§ Given records:
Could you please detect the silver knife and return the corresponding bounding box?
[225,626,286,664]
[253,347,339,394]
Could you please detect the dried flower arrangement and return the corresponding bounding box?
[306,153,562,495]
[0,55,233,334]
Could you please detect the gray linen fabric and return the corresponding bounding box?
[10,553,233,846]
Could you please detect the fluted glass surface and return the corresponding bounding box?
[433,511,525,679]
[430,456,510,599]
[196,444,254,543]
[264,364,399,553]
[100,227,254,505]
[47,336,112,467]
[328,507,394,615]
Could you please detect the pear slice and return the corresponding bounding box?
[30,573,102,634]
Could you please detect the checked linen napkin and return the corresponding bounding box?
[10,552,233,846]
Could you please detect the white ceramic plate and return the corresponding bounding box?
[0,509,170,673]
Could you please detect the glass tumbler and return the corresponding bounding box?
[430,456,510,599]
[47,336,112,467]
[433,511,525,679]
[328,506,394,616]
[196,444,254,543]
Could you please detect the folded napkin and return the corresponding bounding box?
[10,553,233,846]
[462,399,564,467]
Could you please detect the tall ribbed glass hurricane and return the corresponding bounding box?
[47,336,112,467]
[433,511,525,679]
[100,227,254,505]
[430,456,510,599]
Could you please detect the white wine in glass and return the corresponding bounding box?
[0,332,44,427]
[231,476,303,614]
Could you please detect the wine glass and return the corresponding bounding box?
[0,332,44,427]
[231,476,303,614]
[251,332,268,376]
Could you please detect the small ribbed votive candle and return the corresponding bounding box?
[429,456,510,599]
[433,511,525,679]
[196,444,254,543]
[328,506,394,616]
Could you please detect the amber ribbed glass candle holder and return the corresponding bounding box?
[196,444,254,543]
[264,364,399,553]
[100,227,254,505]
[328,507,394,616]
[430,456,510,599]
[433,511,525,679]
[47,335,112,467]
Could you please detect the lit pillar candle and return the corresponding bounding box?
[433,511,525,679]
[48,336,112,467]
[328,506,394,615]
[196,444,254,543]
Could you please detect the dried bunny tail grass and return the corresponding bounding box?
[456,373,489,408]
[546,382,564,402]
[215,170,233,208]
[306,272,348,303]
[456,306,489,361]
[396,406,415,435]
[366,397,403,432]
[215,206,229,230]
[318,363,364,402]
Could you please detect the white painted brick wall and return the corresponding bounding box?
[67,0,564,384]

§ Task requirements: Starting with the row that contains "Could you please detect the white painted" and continuing through the last row, reproduce each row with its request text intact, and shift every bounding box coordinate in the answers up by 19.

§ Answer in full:
Could you please detect the white painted brick wall and return the corresponding bounding box?
[86,19,583,403]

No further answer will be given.